▶ **Selected text**:
● ● ● ● ● ● ●
File spoon-archives/marxism-international.archive/marxism-international_1997/97-04-05.230, message 48


Date: Fri, 4 Apr 1997 23:09:30 GMT
From: Chris Burford <cburford-AT-gn.apc.org>
Subject: M-I: LOV - abolishing money


Generalising from past experience, I think it is quite
possible we will not resolve this dispute. Various
parties have done a great deal of work and are totally
convinced of their own reading of some complex passages in 
Marx, Frankly with no ill will I think we 
have to consider with each post how much there might be
to be gained by a further one.

Lew replies politely and incisively enough to raise some
hopes.

He asks again for my evidence. I have pointed out Marx's own
reference in Capital Vol 1 to the passage in Critique of 
Political Economy that criticises the naivety of John Gray
in advocating labour vouchers in place of money. Marx argues
that in trying to accomodate his simple idea, Gray has to 
make one adjustment after another until, surreptitiously,
without confronting capitalism directly or considering
how that confrontation might come about directly, Gray 
is proposing a reform that assumes capitalism can vanish.

Now whatever the difficulties of making general observations
>from one or two sentences of Marx criticising other texts,
The Critique of the Gotha Programme could not be clearer 
that socialist society will have many features of capitalism
even after the expropriators have been expropriated. Sad 
but true. In particular the abstractly equal bourgeois
(civil) right will give equality to people who are unequal, 
and therefore its effect will be unequal. That is because
commodity exchange will still prevail. And in commodity 
exchange, goods are exchanged roughly in proportion to 
their exchange value, which is not the same as their
labour content, because it is the abstract social labour
time, and not the concrete labour time that is relevant.

In some situations the producers of certain commodities may have
some advantages of more accessible raw materials, greater 
strength or skill in their labour power, more efficient means
of production, yet they will be able to exchange their
commodities for others of similar exchange value, for which
people have worked harder than them. The Slovenes could prosper
vis a vis the Macedonians. 

So the law of value prevails in this phase of socialism. Sad but
true. And how will commodities be exchanged? Some no doubt by
barter. But if we are assuming a great expansion in the availability
of wealth, it is unlikely that barter could be sufficient. Some
by gifts and other gestures of mutual reciprocity, (not to 
be ignored). But with an increasing volume of commodities one has
to assume an increase in a medium that represent approximately
exchange value. (Necessarily *approximately* because exchange
value does not have a precise magnitude in reality because
of the approximate nature of socially necessary labour time.

What medium can express that exchange value? It could be bags of 
coffee or American cigarettes, but the trend appears to be
for increasing digitalisation. It is common now to carry credit
cards in the advanced west. Increasingly exchange is taking place
without the transfer of "cash", whether in the form of metallic
or paper promissory notes. We may soon have the opportunity all 
of carrying smart cards, which not only contain our medical history
and genetic susceptibilities, but also our credit worthiness, and 
the latest information on the flow rates in and the flow rates out
of our credit worthiness. We could have credit forecasts, like
weather forecasts incorporating in element of fuzzy logic, 
but valid for ninety percent of cases for 5 days
hence. Because of the greater 
flexibility in handling calculations we may soon be able to 
live surrounded by a bubble of financial potentialities, as 
well as vulnerabilities.
● ● ● ● ● ● ●
▶ **Point localization data**:
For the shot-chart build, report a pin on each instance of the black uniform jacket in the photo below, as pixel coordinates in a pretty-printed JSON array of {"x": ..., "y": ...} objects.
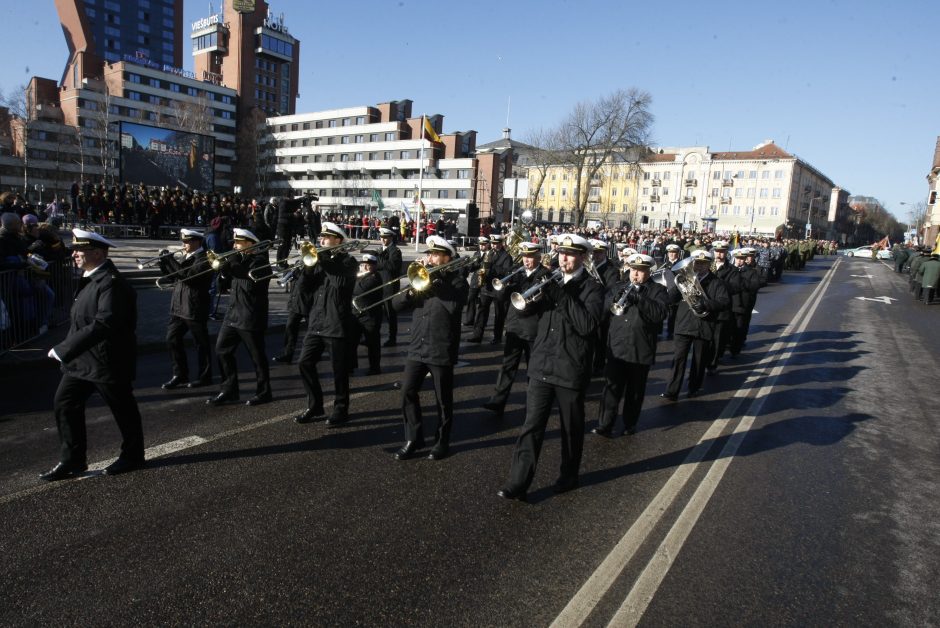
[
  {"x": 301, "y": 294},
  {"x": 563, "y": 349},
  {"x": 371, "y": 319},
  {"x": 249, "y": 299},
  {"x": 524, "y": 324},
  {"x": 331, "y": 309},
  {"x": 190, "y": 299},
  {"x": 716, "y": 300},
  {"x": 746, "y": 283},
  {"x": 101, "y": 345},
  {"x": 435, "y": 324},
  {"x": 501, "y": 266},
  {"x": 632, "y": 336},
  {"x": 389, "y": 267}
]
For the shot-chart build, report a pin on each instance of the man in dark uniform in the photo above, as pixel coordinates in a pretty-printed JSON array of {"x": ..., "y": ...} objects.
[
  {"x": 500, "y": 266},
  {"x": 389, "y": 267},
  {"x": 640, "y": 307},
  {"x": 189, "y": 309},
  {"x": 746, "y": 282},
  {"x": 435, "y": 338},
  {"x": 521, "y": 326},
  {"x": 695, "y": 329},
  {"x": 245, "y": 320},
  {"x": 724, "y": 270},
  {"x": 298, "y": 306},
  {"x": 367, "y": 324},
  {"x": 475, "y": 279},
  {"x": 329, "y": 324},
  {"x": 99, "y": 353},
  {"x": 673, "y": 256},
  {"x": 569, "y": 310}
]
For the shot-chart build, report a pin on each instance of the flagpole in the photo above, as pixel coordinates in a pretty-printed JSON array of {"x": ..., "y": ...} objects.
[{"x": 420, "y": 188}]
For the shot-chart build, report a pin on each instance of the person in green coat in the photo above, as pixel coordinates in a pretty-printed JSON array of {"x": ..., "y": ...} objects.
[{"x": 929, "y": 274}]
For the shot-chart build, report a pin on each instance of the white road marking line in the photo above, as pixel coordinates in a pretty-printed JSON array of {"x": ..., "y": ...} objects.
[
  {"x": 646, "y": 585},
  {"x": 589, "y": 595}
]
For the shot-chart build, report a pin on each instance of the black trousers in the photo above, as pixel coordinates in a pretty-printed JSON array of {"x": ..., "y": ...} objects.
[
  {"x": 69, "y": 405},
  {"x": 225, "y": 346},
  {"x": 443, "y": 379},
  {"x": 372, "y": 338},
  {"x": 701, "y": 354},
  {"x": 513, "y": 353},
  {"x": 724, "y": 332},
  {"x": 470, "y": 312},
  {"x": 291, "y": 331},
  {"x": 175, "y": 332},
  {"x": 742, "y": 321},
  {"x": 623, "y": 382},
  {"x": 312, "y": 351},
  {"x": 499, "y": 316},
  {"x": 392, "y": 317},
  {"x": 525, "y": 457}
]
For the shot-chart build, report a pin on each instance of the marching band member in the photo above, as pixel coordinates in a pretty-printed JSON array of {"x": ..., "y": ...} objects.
● ● ● ● ● ● ●
▶ **Things to do**:
1. Answer these questions from the post on abolishing money:
(a) Whom does Marx criticize for advocating labour vouchers in place of money?
(b) What does the post say will still prevail in socialist society, causing abstractly equal right to have unequal effects?
(c) What does the post say it is now common to carry in the advanced west?
2. Summarize the post on abolishing money in two sentences.
The point localization data are separate material and have no connection to the post on abolishing money.

▶ **Task answers**:
1.
(a) John Gray
(b) Commodity exchange
(c) Credit cards

2. Citing the Critique of the Gotha Programme, the post argues that socialist society will keep many features of capitalism, including commodity exchange and the law of value, so that abstractly equal bourgeois right will have unequal effects. It reasons that a growing volume of commodities will require a medium that approximately represents exchange value, and it suggests that this medium is increasingly digital, such as credit cards and possibly smart cards.